» **Activity**
Please write out every entry below exactly, leaving out any pictures.
━━━
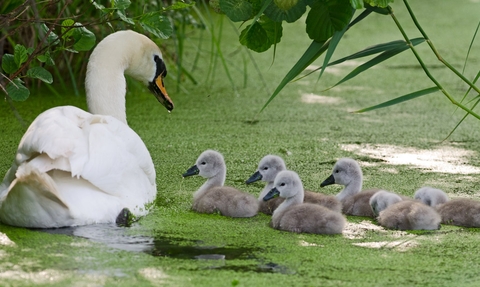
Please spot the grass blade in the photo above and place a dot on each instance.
(377, 60)
(401, 99)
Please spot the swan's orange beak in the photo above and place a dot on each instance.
(158, 89)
━━━
» **Task result**
Please spot the grass blade in the photo above and place a dot on each instance.
(377, 60)
(401, 99)
Please spot the swan's orange beak in the photo above and place a dot on each instance.
(158, 89)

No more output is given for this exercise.